Quote: North Korea`s army of more than 6,000 hackers is undeniably persistent and undeniably improving. Amid all the attention on North Korea`s progress on developing a nuclear weapon capable of striking the continental U.S., the North Koreans have also quietly developed a cyber program that is stealing hundreds of millions of dollars and is proving capable of unleashing global havoc. One former British intelligence chief estimates the take from its cyber heists may bring the North as much as $1 billion a year, which is a third of the value of the nation`s exports.

So all the things that North Korea`s able to export to the world, they`re able to get a third of the value of that entire economic behavior through stealing stuff online. And hacking and information warfare has always been an effective tool of actors that are weaker on other fronts. But if North Korea has not just gotten good at it for North Korea but they`ve gotten good at it on the international level, the lack of transparency that we have, the opacity in terms of their goals as a country and their military operations makes the possibility that they have a very strong weapon in cyber a whole new level of threat from North Korea that we sort of haven`t had our hands around yet, and one for which they`ve never paid any price thus far with everything they`ve done up until now.

So, scary new reporting in terms of North Korea`s national security capabilities. We`re also simultaneously getting granular new detail about the other great asymmetric power using information warfare and cyber to rebalance its relationship with the great powers in the world. Russia`s cyber operations, including the one last year against our elections.

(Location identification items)

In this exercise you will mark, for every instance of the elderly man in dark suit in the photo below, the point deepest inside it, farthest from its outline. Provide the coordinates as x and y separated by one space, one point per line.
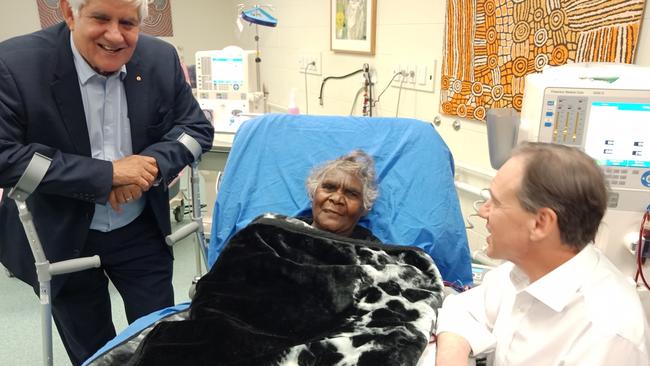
107 105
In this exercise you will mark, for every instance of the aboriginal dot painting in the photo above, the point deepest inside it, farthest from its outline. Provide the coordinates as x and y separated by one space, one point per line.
491 45
158 23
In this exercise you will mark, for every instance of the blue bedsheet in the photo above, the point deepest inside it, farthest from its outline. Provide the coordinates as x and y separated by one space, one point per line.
272 155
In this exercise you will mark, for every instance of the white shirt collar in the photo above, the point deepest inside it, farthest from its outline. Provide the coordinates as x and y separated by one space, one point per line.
558 287
84 70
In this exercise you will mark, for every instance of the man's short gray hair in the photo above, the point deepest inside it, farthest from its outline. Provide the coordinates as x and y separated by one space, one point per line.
142 5
567 181
357 163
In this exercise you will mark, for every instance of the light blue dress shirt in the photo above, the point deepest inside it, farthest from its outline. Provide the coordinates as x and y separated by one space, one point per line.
109 129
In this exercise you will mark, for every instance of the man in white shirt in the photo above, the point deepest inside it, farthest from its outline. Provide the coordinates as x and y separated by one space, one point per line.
558 301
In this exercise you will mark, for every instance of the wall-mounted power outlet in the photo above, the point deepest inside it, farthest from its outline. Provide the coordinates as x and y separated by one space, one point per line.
310 63
420 76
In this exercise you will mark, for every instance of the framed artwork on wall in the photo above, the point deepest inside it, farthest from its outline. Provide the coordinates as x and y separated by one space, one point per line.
352 26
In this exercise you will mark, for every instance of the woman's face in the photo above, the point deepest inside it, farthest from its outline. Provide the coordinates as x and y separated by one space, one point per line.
338 203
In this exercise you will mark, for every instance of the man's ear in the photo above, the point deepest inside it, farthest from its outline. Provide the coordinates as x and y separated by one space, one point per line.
66 10
544 225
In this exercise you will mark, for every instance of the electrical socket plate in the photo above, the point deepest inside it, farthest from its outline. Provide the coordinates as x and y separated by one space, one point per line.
423 79
305 59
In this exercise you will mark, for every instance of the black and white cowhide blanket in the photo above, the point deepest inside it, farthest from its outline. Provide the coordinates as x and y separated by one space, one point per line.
283 293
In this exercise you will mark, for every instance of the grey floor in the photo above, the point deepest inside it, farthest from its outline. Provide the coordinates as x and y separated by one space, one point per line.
20 327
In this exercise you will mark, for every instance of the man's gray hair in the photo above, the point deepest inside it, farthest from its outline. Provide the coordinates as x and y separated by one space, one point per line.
357 163
142 5
567 181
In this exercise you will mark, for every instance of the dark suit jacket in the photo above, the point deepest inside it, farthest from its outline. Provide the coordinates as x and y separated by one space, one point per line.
41 111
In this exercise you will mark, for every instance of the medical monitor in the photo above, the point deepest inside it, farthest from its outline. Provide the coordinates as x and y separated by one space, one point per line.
218 72
611 125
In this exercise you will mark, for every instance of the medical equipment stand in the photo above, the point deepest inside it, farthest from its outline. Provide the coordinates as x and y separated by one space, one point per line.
30 179
196 226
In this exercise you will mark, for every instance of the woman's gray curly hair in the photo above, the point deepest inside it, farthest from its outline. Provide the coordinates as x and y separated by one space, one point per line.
357 163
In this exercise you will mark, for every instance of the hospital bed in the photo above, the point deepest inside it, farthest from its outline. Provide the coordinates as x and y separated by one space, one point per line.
272 155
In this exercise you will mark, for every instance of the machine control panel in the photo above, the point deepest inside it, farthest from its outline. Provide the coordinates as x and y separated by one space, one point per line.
613 127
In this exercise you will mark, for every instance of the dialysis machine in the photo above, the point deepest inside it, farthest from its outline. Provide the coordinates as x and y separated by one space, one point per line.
603 109
227 88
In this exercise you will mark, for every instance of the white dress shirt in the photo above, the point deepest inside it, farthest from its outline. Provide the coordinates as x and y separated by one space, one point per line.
584 312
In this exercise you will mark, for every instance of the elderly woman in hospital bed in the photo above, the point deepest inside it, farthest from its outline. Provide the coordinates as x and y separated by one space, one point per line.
283 290
342 191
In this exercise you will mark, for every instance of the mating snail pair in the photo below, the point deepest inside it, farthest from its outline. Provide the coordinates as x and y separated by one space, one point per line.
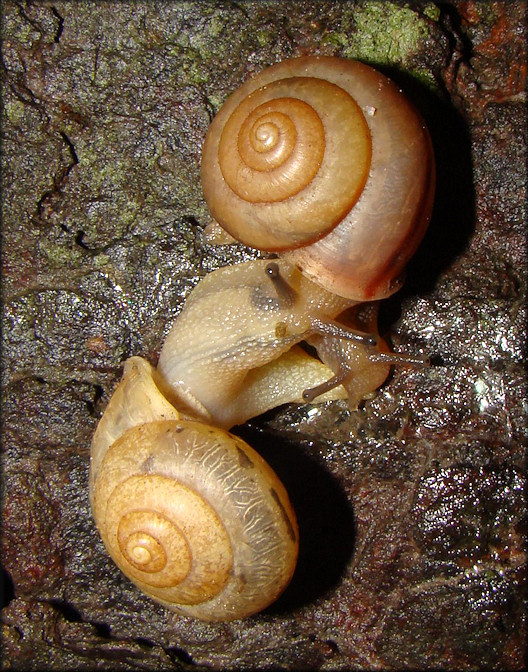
323 161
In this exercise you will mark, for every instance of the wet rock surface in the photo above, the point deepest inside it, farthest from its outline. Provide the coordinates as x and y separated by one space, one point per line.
411 510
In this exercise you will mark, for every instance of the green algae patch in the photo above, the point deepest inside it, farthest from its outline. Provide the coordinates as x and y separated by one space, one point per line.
386 34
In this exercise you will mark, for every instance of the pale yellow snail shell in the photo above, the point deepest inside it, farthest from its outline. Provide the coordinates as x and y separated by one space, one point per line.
325 161
190 513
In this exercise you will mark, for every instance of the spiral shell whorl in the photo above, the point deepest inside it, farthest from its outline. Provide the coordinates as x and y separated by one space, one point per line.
296 147
196 519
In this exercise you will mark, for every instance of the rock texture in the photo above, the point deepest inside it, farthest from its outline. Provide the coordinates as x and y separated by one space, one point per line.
412 509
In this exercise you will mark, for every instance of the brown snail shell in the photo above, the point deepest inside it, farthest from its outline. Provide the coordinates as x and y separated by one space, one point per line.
189 512
342 186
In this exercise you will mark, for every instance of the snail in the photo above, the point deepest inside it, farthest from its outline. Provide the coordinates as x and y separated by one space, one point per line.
187 510
325 161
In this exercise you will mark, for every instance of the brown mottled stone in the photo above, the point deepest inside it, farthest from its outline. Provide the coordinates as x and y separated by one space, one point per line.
411 510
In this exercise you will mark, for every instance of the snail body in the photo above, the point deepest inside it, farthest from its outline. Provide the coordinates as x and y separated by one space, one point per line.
231 349
323 161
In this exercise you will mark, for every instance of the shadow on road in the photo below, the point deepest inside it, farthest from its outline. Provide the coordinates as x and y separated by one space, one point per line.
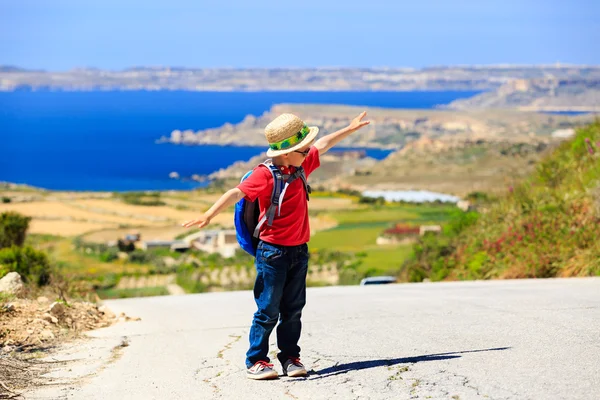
354 366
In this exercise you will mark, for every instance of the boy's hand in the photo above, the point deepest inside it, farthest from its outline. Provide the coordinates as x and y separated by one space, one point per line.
358 123
201 222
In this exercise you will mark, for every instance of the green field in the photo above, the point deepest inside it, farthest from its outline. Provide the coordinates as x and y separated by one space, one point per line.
358 230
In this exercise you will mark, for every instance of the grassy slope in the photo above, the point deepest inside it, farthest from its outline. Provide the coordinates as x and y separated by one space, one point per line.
358 230
546 226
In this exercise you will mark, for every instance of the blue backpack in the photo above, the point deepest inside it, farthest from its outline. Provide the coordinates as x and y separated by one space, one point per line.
247 225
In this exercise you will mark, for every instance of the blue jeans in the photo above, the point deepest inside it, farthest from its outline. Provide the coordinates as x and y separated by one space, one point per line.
280 293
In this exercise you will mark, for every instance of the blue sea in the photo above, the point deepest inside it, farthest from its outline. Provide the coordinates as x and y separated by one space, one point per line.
105 141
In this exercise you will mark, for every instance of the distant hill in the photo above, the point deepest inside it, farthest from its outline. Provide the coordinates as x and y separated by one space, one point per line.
297 79
450 165
546 226
389 128
544 94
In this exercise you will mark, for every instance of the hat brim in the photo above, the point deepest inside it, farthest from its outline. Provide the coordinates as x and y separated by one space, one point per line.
314 131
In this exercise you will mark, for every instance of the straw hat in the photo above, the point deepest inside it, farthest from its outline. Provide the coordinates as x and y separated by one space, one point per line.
287 133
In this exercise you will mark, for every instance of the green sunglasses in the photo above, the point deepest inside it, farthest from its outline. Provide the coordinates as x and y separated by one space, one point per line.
304 153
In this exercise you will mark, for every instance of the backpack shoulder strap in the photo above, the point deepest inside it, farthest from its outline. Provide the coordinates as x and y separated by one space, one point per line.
278 188
299 173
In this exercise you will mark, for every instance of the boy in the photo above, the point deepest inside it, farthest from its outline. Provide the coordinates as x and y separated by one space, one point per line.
282 252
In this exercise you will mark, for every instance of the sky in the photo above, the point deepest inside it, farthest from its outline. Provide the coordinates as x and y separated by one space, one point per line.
60 35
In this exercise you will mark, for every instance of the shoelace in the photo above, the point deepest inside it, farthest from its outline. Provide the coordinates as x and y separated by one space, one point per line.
296 361
264 364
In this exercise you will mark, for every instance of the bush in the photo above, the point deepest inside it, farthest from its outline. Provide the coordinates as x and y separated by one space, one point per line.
13 229
31 264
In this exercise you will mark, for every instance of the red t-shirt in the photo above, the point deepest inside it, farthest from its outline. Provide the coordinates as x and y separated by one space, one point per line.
291 228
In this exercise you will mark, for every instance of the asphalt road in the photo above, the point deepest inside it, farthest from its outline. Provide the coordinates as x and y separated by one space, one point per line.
528 339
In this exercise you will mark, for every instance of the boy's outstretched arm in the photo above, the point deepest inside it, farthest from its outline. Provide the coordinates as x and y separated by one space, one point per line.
328 141
228 199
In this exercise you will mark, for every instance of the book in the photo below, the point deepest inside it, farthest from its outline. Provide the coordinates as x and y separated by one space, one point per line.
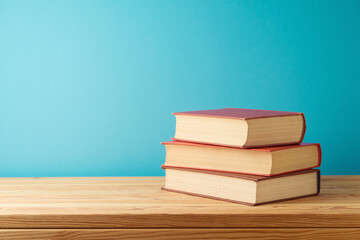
236 127
242 188
266 161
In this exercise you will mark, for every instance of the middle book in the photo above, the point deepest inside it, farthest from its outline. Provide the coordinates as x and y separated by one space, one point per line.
267 161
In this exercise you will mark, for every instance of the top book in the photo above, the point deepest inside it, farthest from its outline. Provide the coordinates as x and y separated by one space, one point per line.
237 127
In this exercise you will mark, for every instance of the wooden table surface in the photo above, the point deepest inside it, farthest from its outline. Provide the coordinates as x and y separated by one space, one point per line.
136 208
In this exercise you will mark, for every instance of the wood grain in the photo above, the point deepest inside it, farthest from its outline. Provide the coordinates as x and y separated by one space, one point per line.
205 234
126 202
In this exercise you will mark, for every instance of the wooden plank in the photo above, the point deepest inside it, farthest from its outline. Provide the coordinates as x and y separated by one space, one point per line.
138 202
206 234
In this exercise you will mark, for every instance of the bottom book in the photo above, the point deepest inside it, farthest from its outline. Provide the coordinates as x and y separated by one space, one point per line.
242 188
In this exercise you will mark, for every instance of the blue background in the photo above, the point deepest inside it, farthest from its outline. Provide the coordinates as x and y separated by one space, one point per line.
87 88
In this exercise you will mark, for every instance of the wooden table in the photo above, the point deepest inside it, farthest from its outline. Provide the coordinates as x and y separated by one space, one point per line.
136 208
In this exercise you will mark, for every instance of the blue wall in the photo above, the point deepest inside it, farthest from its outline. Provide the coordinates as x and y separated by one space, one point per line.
87 88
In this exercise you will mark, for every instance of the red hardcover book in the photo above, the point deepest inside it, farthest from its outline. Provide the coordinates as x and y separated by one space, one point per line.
268 161
237 127
240 188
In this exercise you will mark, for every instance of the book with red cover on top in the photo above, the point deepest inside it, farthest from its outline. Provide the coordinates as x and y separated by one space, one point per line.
237 127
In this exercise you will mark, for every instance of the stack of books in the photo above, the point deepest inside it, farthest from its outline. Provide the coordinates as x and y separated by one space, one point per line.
242 155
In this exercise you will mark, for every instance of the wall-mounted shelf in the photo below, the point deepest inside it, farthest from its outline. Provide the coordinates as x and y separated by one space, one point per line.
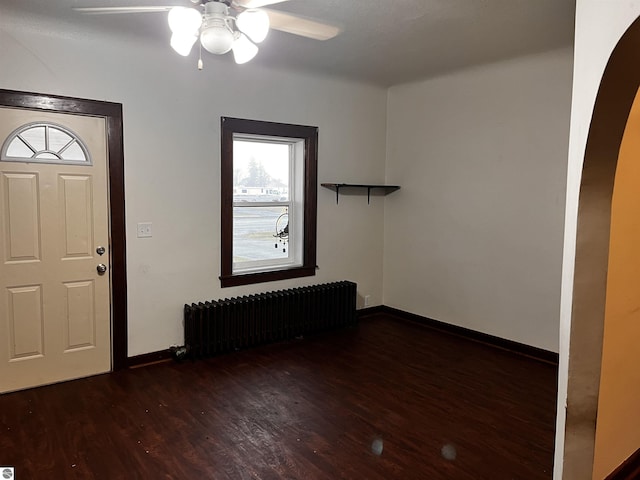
337 186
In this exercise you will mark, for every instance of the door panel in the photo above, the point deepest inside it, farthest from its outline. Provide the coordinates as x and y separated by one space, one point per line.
55 318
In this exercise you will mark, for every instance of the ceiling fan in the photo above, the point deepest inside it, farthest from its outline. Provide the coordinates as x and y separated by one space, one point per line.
226 25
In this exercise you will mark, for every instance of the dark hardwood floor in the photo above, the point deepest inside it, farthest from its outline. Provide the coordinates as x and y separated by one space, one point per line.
439 406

• _What you need to do_:
A - Using the excerpt on North Korea's cyber program, decide whether each statement agrees with it: (i) North Korea has more than 6,000 hackers; (ii) the estimate of up to $1 billion a year comes from a former American intelligence chief; (iii) North Korea has paid a price for its cyber activities. Answer yes or no for each and quote the words that decide it.
B - Reproduce word for word the passage of the excerpt on North Korea's cyber program from "So all the things" up to and including "up until now.".
These items have no role in this work.

• _Answers to the exercise_:
A -
(i) Yes: "North Korea`s army of more than 6,000 hackers"
(ii) No: "One former British intelligence chief estimates"
(iii) No: "one for which they`ve never paid any price thus far"

B -
So all the things that North Korea`s able to export to the world, they`re able to get a third of the value of that entire economic behavior through stealing stuff online. And hacking and information warfare has always been an effective tool of actors that are weaker on other fronts. But if North Korea has not just gotten good at it for North Korea but they`ve gotten good at it on the international level, the lack of transparency that we have, the opacity in terms of their goals as a country and their military operations makes the possibility that they have a very strong weapon in cyber a whole new level of threat from North Korea that we sort of haven`t had our hands around yet, and one for which they`ve never paid any price thus far with everything they`ve done up until now.